In present situation, the undisputed position of the US leadership in the post-World War II world, which was based on the two axes of countries’ dependence on energy security to be supplied by US military forces and the role of the dollar in world trade, has been challenged by strong shocks from Russia and China.

If Trump is forcing countries to invest in the United States or buy energy from the United States today, it is only because of a trade deficit with countries and US private and public sector debt that is crossing national GDP, has reached a dangerous and explosive stage and could plunge the United States into a more dangerous recession than the first decade of the third millennium or the fall of Wall Street again.

Trump’s insistence on investing in the United States is because the US Treasury is confident that US debt and budget deficits have exploded and that, economically powerful countries such as China, India, Russia and even Europe will make another decision, they will choose this predictable option that gradually remove the dollar from their economic cycle with a replacement currency or purer transactions. Or at least try not to give their foreign exchange reserves to the US Treasury and reduce their dependence on the dollar by buying gold. China and the Central Bank of Russia are planning to increase gold reserves, and Moscow has made the largest purchase of gold in 2019.

Trump is well aware that in such a situation, the dollar which supports US military and economic power will lead US economic and military to collapse.

Trump’s insistence on China buying US oil and gas is to keep China, as one of the world’s largest economies, dependent on the US and the dollar to eventually prevent an alternative currency to the world dollar. China has also agreed to buy $ 200 billion worth of US agricultural, energy, industrial and financial services over the next two years in a new deal with the United States to maintain its global economic power.
--
#### ASSIGNMENT
Copy, word for word, the stretch of the passage on the dollar and US debt from "Trump is well" through "military to collapse.".

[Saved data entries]
--
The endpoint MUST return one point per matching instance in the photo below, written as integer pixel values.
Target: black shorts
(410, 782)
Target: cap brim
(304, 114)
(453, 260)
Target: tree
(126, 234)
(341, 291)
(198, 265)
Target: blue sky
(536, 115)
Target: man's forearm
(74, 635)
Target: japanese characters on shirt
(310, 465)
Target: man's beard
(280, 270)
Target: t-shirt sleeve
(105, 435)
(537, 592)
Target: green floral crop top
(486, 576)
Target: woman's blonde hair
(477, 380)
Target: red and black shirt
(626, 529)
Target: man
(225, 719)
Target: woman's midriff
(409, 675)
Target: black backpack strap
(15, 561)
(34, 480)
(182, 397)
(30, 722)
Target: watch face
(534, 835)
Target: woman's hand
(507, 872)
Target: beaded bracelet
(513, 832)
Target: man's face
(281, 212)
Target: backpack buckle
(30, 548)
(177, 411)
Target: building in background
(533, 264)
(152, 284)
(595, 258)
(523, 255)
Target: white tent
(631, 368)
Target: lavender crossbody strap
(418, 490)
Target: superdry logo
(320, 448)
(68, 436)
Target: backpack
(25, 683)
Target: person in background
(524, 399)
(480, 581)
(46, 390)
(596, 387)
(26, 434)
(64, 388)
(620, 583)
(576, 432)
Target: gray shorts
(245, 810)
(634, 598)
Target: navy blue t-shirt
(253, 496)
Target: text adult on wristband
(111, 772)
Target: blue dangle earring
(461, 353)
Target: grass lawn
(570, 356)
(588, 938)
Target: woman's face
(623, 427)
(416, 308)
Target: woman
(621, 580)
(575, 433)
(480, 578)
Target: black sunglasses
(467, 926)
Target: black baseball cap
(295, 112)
--
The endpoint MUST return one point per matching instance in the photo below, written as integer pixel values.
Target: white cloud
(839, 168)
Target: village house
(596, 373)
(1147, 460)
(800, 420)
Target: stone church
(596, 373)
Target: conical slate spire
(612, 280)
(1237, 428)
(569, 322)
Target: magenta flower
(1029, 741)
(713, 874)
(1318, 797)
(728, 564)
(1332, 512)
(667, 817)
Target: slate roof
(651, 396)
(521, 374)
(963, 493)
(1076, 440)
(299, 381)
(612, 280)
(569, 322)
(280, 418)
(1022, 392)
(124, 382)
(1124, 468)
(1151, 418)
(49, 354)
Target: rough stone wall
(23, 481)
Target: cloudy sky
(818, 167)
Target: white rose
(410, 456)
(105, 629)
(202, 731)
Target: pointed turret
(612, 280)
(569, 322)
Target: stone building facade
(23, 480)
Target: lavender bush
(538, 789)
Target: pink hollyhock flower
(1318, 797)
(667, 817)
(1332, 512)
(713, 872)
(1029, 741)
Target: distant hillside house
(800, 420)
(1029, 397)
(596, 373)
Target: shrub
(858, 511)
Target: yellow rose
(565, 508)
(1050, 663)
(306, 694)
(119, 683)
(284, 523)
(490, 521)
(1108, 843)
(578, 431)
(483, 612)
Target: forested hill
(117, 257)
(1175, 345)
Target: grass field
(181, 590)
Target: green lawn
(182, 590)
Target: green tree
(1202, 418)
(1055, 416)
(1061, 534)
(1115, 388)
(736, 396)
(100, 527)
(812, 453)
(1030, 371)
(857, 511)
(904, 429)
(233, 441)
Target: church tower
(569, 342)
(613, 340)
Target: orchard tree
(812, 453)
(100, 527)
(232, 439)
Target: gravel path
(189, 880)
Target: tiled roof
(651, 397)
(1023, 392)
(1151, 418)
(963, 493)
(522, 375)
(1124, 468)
--
#### EXERCISE RESULT
Trump is well aware that in such a situation, the dollar which supports US military and economic power will lead US economic and military to collapse.